Copy out, from the entries below, each line holding the string "rocky".

§

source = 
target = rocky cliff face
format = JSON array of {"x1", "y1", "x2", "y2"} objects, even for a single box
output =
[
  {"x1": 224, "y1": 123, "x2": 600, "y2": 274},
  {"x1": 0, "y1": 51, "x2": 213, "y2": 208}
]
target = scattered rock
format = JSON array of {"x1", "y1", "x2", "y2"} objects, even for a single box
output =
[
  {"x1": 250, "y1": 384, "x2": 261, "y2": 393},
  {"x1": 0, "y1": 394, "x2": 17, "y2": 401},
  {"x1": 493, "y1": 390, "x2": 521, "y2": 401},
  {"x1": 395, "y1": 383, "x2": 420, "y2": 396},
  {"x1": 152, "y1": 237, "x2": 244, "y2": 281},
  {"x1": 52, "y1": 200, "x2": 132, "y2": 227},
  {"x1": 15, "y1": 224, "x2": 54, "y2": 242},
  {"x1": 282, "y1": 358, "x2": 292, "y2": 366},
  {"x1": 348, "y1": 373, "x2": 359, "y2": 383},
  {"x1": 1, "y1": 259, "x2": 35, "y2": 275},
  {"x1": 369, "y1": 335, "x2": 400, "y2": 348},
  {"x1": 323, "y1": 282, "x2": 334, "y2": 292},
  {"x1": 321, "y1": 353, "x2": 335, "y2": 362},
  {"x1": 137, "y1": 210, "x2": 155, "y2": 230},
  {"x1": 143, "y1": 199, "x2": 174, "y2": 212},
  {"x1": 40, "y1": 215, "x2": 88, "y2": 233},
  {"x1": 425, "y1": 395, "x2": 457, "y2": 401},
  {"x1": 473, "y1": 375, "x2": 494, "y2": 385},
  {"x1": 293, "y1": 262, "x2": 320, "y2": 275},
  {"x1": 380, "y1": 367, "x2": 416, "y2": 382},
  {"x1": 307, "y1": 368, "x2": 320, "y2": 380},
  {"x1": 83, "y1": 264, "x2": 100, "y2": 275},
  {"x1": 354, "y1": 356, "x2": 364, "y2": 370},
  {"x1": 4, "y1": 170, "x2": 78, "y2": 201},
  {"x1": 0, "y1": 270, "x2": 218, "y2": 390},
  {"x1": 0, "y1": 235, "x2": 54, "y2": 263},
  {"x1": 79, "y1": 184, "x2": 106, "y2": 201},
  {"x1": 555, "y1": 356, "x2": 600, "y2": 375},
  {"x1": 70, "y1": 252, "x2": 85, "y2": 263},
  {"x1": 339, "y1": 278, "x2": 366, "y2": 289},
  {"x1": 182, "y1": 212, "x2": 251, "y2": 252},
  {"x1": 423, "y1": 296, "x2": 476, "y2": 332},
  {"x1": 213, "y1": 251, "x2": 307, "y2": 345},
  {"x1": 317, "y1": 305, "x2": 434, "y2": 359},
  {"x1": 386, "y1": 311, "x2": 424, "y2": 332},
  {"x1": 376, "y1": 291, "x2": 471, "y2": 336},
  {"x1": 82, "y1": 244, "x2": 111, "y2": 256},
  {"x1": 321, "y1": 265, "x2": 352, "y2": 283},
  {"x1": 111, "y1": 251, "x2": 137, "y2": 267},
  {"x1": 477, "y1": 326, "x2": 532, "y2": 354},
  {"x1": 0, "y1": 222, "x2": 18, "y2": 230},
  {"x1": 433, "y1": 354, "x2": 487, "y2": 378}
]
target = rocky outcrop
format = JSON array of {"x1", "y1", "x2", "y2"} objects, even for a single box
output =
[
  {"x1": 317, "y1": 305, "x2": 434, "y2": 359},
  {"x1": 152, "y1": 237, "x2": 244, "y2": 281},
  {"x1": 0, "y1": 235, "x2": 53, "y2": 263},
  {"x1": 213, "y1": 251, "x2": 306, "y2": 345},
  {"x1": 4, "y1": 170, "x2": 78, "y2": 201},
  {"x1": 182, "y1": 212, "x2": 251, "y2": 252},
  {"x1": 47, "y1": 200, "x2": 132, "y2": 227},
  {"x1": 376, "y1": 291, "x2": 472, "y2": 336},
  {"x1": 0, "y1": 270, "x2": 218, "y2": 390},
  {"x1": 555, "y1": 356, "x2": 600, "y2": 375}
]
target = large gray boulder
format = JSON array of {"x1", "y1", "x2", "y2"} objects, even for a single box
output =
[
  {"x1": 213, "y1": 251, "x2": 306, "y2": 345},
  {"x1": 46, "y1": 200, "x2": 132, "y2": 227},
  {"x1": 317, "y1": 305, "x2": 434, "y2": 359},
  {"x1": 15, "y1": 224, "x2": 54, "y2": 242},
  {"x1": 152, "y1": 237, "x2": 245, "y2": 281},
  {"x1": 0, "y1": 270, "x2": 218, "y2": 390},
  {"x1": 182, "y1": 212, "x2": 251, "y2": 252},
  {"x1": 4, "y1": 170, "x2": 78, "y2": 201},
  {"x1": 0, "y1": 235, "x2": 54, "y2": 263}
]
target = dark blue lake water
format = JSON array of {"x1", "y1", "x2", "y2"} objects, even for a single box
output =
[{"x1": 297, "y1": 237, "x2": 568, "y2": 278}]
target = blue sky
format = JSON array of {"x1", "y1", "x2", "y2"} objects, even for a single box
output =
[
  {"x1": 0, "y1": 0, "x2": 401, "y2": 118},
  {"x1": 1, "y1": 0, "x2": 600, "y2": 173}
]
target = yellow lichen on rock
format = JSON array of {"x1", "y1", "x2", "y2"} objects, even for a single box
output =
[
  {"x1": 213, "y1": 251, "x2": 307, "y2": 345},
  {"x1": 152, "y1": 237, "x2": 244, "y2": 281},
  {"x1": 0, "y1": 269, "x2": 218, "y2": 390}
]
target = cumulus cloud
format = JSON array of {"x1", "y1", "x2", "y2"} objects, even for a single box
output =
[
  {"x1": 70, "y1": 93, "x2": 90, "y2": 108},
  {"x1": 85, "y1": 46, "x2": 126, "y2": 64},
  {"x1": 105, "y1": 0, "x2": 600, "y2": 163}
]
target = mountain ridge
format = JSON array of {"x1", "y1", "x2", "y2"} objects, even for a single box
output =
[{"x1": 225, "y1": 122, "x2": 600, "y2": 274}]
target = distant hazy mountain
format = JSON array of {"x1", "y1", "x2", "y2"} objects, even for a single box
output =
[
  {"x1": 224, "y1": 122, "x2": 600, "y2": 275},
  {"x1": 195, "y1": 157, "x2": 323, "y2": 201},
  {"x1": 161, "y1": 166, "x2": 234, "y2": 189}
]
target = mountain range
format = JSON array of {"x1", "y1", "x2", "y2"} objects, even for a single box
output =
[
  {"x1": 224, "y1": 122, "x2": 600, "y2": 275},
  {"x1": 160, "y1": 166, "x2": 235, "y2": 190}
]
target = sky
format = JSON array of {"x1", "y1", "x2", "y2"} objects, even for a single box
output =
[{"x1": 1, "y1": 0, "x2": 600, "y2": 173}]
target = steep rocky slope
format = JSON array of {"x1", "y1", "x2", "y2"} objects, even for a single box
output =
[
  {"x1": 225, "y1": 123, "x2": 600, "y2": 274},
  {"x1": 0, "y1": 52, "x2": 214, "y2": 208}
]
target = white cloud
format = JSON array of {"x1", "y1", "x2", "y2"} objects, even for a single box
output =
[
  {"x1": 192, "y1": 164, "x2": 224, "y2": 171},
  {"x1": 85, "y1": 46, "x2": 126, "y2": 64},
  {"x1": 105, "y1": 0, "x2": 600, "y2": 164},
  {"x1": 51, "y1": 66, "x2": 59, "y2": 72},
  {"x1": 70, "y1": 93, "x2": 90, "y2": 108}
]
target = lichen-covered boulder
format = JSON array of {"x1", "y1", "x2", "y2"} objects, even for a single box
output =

§

TASK RESULT:
target = rocky cliff face
target = rocky outcrop
target = steep rocky slope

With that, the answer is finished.